Set task:
Copy every line of the material below word for word, without changing anything.

Task input:
[BEGIN]

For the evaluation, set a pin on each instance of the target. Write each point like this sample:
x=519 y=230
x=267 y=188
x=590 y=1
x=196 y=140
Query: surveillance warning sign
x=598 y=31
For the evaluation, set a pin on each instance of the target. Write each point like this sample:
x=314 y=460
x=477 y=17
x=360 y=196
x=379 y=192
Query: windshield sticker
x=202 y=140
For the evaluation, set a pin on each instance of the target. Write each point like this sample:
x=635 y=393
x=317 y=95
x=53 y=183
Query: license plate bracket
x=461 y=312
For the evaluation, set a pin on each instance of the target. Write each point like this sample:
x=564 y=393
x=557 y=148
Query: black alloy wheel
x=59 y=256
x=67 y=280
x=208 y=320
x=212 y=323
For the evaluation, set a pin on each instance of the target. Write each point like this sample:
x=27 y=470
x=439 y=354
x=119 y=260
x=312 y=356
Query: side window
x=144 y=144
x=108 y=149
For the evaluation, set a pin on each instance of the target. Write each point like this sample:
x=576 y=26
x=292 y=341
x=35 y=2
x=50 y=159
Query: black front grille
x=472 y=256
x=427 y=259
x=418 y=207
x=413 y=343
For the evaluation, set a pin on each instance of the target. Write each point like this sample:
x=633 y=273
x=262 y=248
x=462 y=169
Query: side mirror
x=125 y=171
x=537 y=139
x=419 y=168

[END]

Correct result:
For the evaluation, set a pin on each instance of the target. Write each point like this sample:
x=519 y=230
x=267 y=188
x=590 y=1
x=196 y=140
Query: surveillance warning sign
x=598 y=31
For the evaluation, set a pin on each instance of the target. Write each point like this sample:
x=314 y=460
x=477 y=17
x=360 y=196
x=379 y=192
Query: windshield sticker
x=202 y=140
For the evaluation, set a pin on each instance of the target. Write each point like this sample:
x=635 y=393
x=317 y=95
x=53 y=183
Query: license plate bracket
x=461 y=312
For the evaluation, set a pin on each instance of the target. Write each point like this sample:
x=564 y=393
x=557 y=148
Query: black alloy wheel
x=59 y=256
x=67 y=280
x=208 y=320
x=212 y=323
For the evaluation, set a pin on each instance of the target. Write each point like this sample:
x=27 y=470
x=439 y=354
x=119 y=260
x=312 y=356
Query: side window
x=144 y=144
x=108 y=149
For the evaluation, set a pin on each instance of the target. Write each point like this sample:
x=576 y=26
x=292 y=341
x=35 y=2
x=50 y=159
Query: black front grille
x=472 y=256
x=427 y=259
x=418 y=207
x=413 y=343
For the evaluation, set a pin on each instance of the target. Write each point like this sample:
x=633 y=273
x=262 y=248
x=462 y=169
Query: side mirror
x=125 y=171
x=537 y=139
x=419 y=168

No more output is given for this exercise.